Extract provided:
“Versatile Detection of Diverse Selective Sweeps With Flex-Sweep”, M. Elise Lauterbur, Kasper Munch, David Enard2022-11-17 ()⁠:

Understanding the selection pressures influencing modern-day genomic diversity and their overall genomic impact is a major goal of evolutionary genomics. In particular, the contribution of selective sweeps to adaptation remains an open question, with persistent statistical limitations of sweep detection methods in terms of power and specificity. Sweeps with subtle genomic signals have been particularly challenging to detect. While many existing powerful methods are capable of detecting specific types of sweeps and/or those with obvious signals, their power comes at the expense of versatility. This means that these tools are likely failing to identify many sweeps. Thus it is valuable but difficult to be able to detect sweeps with diverse characteristics.

We present Flex-sweep, a versatile machine-learning tool designed to detect sweeps with a variety of subtle signals, including those that are thousands of generations old. It is especially valuable for detecting sweeps in non-model organisms, for which we neither have expectations about the characteristics of sweeps present in the genome nor outgroups with population-level sequencing to otherwise facilitate detecting very old sweeps.

Excerpted data:
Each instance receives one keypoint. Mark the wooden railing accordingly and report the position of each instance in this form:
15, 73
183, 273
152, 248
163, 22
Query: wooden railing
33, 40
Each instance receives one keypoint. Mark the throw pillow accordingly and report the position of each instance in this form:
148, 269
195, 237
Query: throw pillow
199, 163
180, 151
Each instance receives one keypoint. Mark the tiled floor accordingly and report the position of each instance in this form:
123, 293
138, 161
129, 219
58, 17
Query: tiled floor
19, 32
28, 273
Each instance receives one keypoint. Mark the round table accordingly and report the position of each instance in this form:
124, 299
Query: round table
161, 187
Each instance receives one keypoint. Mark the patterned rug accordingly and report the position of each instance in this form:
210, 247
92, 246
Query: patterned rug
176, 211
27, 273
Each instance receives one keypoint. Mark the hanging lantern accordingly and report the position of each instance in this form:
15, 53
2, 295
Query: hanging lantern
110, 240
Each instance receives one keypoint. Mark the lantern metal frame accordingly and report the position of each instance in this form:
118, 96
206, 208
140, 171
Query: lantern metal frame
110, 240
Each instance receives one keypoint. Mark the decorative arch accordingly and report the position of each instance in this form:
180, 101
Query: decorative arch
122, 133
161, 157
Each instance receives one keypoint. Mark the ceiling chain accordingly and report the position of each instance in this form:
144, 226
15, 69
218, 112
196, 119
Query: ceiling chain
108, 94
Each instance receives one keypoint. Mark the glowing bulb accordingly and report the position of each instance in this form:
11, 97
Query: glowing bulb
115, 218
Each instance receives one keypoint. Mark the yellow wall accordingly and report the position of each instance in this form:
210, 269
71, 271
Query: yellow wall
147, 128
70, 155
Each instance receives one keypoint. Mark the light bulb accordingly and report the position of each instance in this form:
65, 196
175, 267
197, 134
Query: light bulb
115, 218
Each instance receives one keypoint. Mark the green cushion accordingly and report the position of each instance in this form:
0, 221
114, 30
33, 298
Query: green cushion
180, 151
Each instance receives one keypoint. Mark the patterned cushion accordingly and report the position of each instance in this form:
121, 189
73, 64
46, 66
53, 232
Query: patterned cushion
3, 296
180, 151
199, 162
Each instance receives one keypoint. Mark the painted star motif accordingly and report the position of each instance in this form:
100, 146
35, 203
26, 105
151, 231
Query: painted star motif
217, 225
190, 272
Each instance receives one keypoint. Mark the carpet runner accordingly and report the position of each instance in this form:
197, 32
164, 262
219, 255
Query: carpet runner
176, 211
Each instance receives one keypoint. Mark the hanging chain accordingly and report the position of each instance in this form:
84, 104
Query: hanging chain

Task instructions:
1) List the authors of the Flex-sweep abstract.
2) Continue the abstract on Flex-sweep detection from the end of its last sentence.

Per-task answers:
1) M. Elise Lauterbur, Kasper Munch, David Enard

2)
We show that Flex-sweep is powerful at detecting selective sweeps with more subtle signals, even in the face of demographic model complexity and misspecification, recombination rate heterogeneity, and background selection. Flex-sweep is able to detect sweeps up to 5,000 generations old (~125,000 years in humans), including those that are weak, soft, and/or incomplete; it is also capable of detecting strong, complete sweeps up to 10,000 generations old.

Furthermore, we apply Flex-sweep to the 1000 genomes data set of Yoruba in Ibadan, Nigeria and, in addition to recovering previously identified selective sweeps, show that sweeps disproportionately occur within genic regions and close to regulatory regions. In addition, we show that virus-interacting proteins (VIPs) are strongly enriched for selective sweeps, recapitulating previous results that demonstrate the importance of viruses as a driver of adaptive evolution in humans.